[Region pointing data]
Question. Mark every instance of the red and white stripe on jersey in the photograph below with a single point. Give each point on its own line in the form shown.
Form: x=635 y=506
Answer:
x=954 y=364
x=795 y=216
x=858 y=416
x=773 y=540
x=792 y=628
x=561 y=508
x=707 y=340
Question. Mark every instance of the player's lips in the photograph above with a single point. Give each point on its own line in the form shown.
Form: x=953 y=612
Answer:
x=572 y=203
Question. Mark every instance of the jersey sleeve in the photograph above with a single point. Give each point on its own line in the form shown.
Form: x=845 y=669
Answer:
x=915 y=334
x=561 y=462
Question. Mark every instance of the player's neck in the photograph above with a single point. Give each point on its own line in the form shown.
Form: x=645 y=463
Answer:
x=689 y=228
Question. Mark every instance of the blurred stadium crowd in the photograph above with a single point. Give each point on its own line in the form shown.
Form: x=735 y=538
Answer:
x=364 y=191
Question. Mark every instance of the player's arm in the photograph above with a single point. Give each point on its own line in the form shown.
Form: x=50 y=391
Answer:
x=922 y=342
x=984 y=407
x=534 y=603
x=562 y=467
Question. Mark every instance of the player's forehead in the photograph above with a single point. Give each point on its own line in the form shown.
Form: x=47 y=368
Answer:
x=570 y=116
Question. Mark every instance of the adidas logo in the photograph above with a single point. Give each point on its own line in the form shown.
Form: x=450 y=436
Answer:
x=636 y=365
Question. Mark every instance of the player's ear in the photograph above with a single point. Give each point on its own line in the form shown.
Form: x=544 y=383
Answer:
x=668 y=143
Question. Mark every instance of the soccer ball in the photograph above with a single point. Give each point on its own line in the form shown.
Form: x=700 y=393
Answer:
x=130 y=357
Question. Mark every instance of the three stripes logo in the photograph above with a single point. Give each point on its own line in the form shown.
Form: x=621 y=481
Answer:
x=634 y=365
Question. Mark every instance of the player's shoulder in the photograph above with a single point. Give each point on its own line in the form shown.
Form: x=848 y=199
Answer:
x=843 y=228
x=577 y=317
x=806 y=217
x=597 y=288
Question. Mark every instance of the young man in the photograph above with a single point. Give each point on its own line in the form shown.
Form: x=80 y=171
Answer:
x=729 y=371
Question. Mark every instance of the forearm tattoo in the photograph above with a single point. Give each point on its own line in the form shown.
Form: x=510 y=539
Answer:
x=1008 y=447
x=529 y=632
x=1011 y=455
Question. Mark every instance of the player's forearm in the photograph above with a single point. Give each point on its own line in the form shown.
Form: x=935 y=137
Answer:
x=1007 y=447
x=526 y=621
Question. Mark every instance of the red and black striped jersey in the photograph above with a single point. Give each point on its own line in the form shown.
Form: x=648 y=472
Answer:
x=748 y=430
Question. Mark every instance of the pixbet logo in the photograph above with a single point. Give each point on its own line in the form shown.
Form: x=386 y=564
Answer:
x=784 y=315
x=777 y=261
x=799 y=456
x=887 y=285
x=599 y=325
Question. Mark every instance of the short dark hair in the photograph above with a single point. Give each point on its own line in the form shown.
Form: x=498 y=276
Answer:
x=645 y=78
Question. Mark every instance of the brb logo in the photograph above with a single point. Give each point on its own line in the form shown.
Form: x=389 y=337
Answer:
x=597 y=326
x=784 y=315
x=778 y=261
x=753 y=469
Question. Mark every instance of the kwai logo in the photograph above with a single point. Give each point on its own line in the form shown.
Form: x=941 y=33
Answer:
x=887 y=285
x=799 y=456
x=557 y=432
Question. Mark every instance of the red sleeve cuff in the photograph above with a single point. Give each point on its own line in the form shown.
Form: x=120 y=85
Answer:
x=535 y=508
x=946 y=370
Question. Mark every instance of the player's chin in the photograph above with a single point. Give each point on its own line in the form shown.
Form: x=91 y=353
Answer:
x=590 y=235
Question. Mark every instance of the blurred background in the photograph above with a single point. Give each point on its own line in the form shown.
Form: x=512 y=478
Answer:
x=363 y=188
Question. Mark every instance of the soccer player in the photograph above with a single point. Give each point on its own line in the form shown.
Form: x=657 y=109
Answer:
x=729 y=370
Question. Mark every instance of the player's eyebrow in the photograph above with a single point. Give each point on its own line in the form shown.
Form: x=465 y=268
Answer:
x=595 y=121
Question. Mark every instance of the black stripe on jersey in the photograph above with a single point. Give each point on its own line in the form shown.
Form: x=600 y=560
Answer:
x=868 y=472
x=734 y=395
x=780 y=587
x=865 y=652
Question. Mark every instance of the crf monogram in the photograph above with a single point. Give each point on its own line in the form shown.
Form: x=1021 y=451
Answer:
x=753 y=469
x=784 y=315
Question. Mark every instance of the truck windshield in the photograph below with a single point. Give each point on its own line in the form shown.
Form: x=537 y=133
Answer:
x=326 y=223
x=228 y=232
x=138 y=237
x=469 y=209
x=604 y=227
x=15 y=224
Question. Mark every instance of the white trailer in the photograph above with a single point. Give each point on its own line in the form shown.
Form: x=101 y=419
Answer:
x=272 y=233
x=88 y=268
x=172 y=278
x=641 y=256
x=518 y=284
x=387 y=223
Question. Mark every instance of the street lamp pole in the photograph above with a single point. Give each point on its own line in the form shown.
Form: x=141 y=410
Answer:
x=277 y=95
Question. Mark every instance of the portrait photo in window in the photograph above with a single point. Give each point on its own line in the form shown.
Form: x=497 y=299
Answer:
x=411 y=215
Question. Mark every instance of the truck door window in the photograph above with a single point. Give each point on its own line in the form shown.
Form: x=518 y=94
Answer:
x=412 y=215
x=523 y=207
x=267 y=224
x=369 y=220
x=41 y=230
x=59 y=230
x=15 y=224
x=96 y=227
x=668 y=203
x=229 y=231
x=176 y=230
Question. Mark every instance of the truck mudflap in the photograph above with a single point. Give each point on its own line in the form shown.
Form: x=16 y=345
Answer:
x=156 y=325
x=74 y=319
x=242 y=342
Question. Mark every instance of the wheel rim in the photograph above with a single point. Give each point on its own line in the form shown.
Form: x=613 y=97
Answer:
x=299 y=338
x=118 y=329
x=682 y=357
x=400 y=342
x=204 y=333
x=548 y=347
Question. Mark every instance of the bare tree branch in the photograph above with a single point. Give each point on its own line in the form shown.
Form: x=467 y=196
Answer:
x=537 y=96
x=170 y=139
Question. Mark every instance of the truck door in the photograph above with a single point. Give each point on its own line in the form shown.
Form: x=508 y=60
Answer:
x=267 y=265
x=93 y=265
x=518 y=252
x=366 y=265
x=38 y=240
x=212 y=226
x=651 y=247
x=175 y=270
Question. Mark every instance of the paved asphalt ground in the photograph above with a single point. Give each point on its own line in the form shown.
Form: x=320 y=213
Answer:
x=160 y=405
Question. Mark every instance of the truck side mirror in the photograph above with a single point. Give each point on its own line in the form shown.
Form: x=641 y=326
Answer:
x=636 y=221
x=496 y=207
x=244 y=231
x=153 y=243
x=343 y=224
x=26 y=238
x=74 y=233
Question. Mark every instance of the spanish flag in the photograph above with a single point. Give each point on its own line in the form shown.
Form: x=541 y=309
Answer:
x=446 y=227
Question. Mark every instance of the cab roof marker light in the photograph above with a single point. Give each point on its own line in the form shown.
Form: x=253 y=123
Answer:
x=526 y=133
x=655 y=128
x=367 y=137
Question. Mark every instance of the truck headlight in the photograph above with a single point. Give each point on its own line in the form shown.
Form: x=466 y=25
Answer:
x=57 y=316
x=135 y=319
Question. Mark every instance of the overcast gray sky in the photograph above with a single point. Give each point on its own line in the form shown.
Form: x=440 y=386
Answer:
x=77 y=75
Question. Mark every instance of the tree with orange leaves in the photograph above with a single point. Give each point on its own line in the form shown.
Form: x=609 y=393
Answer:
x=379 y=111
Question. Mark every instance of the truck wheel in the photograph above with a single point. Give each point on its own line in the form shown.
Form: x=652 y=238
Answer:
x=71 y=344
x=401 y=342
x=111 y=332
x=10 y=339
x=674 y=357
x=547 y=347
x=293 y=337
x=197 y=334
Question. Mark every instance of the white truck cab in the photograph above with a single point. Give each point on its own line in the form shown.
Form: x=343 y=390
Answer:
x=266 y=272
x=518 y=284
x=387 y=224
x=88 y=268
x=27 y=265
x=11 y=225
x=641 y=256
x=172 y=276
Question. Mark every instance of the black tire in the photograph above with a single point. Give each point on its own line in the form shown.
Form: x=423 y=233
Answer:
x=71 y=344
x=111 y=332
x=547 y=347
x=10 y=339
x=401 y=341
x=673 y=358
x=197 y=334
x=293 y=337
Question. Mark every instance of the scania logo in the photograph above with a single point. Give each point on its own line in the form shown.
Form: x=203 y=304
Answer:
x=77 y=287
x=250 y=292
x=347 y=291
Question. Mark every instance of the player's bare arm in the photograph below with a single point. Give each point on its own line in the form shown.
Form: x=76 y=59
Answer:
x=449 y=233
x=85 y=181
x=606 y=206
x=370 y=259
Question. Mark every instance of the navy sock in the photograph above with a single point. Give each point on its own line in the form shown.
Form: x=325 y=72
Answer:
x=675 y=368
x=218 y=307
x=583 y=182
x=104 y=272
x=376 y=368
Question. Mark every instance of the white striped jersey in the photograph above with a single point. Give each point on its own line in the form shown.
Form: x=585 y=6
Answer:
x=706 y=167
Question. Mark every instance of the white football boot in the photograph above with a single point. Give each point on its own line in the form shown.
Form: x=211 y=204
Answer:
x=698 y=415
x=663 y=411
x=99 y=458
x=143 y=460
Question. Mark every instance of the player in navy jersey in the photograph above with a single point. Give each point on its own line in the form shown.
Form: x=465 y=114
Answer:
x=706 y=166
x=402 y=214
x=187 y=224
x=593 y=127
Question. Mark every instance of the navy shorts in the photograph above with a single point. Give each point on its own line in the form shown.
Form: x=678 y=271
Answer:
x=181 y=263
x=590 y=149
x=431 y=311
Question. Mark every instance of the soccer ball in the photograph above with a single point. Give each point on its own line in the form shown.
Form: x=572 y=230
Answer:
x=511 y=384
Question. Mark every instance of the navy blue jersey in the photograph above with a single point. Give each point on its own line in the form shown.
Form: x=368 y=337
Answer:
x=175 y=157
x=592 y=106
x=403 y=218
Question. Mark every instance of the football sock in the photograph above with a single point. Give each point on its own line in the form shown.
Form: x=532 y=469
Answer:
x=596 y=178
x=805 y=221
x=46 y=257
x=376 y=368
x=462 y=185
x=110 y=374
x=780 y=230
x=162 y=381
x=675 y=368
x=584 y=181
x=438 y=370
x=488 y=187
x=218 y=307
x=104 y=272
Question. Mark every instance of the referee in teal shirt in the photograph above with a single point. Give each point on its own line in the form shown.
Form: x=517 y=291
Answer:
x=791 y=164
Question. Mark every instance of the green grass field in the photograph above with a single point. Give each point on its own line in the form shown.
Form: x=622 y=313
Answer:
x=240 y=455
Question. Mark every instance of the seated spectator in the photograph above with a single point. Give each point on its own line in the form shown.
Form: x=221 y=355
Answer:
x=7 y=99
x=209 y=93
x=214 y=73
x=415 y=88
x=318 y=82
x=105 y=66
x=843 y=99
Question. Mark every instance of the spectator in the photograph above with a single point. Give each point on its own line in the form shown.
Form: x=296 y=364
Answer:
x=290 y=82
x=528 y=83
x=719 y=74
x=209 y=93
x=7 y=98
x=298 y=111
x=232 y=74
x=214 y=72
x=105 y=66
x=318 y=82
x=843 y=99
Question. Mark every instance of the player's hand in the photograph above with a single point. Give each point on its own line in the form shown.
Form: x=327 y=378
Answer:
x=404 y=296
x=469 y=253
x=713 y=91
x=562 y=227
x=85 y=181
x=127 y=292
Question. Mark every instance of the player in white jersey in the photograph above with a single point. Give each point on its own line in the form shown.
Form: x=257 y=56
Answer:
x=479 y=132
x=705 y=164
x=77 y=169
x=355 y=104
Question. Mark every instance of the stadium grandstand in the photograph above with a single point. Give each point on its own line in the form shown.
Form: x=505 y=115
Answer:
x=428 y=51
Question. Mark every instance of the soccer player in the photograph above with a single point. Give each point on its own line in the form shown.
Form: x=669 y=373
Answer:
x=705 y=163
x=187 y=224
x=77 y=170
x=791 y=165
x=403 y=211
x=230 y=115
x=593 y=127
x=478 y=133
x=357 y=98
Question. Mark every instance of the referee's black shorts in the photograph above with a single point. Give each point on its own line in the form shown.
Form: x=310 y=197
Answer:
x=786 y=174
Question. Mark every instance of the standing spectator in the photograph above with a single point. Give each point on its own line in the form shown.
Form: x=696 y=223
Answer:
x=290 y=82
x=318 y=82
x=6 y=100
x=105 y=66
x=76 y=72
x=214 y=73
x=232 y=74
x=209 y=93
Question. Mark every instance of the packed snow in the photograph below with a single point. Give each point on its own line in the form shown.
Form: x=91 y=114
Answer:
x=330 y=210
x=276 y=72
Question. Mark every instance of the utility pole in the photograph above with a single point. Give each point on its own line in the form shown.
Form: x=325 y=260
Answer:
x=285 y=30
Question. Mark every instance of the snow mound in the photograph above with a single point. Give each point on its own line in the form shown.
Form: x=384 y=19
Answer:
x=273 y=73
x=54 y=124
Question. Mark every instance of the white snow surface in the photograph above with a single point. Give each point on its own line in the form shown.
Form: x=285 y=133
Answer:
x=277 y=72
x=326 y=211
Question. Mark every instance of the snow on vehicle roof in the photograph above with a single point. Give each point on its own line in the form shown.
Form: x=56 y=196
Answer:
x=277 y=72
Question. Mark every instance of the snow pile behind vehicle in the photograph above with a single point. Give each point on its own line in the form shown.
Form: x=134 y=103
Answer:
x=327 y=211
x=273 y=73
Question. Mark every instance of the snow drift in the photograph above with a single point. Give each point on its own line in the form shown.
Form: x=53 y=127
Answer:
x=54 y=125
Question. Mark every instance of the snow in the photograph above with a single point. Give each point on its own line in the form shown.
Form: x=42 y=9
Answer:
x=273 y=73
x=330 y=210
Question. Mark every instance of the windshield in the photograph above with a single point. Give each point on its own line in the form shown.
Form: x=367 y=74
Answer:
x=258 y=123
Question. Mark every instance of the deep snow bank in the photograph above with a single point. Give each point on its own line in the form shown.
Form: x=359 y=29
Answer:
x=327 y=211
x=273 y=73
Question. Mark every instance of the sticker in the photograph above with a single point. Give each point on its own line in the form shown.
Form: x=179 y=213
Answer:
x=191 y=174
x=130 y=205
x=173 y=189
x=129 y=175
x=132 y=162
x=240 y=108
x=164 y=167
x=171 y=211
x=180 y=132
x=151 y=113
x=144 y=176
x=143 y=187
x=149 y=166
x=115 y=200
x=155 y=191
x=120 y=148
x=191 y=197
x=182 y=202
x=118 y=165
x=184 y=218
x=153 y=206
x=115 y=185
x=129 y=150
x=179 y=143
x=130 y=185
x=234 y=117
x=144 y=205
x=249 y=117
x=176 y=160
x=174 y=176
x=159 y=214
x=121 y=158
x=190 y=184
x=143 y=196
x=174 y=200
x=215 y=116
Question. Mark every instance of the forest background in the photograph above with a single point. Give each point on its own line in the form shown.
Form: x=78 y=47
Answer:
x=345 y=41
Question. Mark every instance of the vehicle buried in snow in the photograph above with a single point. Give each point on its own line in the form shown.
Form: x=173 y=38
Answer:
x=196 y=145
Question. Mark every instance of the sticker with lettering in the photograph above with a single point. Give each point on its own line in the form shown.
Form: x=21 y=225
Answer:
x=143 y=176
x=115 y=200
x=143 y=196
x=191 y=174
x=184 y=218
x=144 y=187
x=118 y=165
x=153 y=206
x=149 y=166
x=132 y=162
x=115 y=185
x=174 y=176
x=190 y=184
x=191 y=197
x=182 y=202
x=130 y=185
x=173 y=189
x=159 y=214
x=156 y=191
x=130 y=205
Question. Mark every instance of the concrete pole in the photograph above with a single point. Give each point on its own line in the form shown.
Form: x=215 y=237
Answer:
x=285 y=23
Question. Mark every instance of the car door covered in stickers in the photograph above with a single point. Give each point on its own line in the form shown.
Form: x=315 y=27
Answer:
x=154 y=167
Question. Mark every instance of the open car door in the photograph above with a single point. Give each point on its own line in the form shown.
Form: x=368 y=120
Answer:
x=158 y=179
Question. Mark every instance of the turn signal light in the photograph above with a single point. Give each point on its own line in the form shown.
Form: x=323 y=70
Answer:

* [Task objective]
Return every line from the entries that holds the string "background".

* [Answer for the task]
Question. Mark every instance of the blurred background in the photograph above with a single point. Give each point on its own line in the form shown.
Question. Mark every instance of the forest background in the photograph above with a single point. Give each point on its own line in the form shown.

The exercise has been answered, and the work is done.